# WHAT IS EXPECTED:
Please repeat, exactly and with nothing extra, the line containing "indicate the man's hand" and every line after it up to the end of the material.
(GIVEN RECORDS begins)
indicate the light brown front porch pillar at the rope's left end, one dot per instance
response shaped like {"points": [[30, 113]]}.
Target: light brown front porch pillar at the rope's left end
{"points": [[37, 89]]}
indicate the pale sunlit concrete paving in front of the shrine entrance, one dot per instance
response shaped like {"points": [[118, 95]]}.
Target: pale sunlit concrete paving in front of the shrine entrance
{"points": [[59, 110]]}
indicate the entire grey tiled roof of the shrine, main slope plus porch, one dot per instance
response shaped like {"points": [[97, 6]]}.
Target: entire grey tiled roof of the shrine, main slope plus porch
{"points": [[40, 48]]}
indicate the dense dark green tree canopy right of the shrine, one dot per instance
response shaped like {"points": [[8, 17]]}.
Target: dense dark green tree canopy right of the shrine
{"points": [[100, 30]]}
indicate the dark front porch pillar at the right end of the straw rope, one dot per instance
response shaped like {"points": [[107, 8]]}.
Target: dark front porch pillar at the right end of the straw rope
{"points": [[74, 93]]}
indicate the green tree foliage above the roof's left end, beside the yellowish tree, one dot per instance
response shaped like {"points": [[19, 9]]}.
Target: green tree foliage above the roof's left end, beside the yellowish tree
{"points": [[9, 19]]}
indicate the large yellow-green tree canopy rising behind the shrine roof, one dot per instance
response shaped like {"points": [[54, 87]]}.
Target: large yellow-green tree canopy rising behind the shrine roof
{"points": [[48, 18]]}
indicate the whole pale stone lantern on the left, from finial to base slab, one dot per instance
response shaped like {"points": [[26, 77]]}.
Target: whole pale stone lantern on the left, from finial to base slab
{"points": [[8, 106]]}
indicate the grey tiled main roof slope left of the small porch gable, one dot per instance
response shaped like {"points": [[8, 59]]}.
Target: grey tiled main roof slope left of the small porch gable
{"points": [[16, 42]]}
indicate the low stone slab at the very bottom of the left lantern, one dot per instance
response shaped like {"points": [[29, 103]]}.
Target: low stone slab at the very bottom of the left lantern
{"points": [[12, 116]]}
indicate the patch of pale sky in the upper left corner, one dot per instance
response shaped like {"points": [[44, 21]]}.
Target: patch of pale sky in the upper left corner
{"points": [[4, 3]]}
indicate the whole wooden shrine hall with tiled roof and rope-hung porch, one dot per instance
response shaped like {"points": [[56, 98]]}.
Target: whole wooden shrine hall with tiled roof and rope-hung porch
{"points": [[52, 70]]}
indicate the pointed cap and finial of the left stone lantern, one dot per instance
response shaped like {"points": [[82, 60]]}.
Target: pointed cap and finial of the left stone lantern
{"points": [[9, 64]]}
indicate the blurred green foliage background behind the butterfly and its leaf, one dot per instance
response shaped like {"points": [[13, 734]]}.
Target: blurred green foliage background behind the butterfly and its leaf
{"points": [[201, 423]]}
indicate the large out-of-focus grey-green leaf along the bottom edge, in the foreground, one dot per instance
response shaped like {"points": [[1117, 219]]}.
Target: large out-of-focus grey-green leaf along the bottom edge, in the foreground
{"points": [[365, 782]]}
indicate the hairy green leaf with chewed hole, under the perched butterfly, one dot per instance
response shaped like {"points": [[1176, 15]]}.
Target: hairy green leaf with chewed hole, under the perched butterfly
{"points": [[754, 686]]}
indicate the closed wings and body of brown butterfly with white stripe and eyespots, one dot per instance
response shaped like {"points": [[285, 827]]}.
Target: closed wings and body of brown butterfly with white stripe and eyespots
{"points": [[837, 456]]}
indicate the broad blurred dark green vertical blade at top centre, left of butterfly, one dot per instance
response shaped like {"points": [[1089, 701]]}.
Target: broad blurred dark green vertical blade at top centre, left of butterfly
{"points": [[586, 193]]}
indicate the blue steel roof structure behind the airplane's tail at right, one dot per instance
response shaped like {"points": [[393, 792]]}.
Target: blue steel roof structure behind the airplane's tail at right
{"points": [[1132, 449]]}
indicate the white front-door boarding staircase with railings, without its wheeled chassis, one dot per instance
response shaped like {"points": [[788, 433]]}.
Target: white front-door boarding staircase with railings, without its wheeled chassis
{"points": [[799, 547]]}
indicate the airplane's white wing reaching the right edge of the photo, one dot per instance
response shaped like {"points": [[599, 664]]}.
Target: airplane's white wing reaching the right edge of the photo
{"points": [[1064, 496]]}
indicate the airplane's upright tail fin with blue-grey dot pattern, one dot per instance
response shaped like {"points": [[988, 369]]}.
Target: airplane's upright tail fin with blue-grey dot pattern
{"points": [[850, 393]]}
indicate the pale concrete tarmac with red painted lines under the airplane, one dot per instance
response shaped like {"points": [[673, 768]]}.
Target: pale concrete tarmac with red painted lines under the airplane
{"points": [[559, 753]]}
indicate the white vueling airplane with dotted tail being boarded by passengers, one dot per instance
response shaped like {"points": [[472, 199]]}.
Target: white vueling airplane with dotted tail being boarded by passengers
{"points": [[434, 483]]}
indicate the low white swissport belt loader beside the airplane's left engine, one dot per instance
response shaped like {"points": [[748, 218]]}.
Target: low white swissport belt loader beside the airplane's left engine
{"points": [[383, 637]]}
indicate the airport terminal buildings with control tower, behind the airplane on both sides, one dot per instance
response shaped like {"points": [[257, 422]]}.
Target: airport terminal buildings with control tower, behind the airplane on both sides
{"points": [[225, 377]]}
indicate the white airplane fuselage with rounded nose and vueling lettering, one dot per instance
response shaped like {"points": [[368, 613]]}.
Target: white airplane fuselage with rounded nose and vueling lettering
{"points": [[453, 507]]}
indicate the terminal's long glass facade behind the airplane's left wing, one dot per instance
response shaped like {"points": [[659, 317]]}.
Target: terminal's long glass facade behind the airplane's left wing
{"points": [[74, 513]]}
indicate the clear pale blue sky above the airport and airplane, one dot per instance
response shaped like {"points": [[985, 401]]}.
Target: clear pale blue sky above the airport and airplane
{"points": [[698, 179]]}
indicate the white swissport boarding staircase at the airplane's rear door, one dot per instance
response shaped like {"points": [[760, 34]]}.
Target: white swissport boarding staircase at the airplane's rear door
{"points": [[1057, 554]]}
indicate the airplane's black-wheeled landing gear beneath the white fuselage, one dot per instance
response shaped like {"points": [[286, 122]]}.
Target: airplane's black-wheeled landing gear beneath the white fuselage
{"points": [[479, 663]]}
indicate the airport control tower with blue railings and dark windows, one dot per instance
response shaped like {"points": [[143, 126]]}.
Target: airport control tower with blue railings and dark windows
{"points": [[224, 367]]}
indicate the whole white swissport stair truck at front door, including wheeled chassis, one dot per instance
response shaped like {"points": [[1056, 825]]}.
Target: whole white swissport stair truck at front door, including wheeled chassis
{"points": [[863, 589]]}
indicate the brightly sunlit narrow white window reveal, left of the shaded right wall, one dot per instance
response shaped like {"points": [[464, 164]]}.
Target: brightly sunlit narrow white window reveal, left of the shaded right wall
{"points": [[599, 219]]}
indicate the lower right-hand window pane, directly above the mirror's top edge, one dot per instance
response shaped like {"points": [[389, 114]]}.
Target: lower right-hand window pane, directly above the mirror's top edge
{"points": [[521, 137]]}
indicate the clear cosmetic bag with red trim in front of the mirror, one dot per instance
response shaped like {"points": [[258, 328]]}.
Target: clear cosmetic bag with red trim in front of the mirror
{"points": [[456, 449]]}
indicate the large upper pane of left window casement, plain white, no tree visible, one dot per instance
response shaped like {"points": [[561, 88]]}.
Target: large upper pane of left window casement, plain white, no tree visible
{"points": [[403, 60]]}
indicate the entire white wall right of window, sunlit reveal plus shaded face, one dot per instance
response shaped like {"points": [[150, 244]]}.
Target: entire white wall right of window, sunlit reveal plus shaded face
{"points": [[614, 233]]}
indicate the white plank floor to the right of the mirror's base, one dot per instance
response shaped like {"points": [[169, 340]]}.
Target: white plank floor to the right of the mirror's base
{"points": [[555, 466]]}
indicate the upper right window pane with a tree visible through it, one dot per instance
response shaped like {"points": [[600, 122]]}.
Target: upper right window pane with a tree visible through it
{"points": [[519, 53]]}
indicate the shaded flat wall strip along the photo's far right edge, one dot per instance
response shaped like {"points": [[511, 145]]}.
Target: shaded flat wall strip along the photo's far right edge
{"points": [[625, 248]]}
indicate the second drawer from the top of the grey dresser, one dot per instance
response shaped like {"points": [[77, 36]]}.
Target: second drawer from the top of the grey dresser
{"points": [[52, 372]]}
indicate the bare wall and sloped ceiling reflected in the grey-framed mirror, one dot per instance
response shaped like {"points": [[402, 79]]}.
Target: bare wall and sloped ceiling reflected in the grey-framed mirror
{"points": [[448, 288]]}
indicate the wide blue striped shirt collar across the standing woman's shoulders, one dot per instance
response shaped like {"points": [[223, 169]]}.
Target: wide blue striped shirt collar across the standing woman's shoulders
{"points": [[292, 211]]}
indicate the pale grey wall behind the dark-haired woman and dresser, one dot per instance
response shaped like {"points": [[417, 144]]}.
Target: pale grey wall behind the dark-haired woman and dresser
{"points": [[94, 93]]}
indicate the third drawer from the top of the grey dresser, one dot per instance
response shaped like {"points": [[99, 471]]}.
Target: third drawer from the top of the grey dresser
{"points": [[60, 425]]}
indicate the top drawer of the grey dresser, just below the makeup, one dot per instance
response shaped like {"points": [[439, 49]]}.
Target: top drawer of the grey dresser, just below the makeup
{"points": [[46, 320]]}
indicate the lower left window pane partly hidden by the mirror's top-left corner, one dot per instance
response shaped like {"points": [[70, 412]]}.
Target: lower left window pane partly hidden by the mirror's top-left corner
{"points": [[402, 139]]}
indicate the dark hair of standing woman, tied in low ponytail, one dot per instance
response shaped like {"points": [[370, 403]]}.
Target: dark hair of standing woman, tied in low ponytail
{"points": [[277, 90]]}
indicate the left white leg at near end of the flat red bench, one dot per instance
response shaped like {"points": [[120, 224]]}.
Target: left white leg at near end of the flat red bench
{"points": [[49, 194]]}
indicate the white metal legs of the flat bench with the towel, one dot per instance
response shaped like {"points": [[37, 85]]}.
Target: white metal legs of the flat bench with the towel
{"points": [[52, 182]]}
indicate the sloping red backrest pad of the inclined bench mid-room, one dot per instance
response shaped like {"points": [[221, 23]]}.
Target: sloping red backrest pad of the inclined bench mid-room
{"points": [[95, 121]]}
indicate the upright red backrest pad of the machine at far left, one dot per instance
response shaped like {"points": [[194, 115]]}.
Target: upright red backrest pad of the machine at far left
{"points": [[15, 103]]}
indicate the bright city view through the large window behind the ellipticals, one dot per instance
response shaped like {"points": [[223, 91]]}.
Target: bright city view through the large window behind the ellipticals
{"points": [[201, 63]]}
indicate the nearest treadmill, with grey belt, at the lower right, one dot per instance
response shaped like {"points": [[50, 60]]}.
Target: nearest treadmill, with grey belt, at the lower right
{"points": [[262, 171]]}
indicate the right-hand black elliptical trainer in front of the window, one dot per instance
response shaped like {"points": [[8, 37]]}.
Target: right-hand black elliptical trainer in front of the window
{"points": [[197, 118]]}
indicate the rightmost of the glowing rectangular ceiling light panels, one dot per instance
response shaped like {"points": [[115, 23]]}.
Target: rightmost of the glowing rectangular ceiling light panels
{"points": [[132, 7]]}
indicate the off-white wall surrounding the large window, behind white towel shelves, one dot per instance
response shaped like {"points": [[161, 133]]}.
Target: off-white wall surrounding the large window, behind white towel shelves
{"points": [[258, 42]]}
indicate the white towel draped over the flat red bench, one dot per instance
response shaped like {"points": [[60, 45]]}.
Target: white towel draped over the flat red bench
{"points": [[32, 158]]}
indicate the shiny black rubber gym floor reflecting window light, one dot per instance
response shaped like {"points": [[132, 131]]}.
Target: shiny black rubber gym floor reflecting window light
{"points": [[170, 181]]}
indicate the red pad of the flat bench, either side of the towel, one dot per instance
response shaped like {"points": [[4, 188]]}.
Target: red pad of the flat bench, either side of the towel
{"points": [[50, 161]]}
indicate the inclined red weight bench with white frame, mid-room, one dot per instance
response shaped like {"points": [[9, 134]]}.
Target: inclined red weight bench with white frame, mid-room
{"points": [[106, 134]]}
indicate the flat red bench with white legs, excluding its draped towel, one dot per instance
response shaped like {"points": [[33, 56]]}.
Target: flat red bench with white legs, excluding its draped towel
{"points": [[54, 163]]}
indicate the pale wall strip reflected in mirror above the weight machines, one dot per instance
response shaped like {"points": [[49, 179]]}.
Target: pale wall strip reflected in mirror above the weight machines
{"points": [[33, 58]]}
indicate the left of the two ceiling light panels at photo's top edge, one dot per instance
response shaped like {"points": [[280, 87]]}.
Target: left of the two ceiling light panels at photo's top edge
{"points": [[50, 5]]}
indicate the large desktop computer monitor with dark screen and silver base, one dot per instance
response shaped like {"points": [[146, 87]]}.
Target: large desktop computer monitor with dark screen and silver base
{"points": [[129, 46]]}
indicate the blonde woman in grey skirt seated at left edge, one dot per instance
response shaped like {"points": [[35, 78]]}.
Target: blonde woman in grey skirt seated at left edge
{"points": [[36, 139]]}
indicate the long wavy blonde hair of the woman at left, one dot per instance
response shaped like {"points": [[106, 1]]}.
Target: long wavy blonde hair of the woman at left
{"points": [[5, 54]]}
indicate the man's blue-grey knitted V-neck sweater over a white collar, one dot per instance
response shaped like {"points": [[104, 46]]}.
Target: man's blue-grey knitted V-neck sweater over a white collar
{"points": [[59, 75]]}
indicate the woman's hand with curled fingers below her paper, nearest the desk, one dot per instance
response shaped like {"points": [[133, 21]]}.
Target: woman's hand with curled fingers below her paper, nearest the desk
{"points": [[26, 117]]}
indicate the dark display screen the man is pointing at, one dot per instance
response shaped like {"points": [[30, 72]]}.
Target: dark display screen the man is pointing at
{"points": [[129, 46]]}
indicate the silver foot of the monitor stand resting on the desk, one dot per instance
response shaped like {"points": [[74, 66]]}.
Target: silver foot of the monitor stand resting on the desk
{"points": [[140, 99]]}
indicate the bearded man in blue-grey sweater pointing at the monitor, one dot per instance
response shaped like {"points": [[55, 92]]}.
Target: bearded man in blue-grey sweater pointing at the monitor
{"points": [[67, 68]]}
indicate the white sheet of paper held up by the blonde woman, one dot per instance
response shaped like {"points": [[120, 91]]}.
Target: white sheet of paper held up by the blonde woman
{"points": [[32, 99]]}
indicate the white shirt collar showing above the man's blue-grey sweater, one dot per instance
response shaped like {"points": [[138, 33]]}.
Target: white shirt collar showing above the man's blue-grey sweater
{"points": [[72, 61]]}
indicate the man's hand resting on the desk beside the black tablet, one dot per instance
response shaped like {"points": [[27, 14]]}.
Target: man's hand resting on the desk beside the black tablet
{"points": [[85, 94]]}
(GIVEN RECORDS ends)
# WRITTEN SOLUTION:
indicate the man's hand resting on the desk beside the black tablet, one dot per instance
response shaped like {"points": [[27, 14]]}.
Target: man's hand resting on the desk beside the black tablet
{"points": [[85, 94]]}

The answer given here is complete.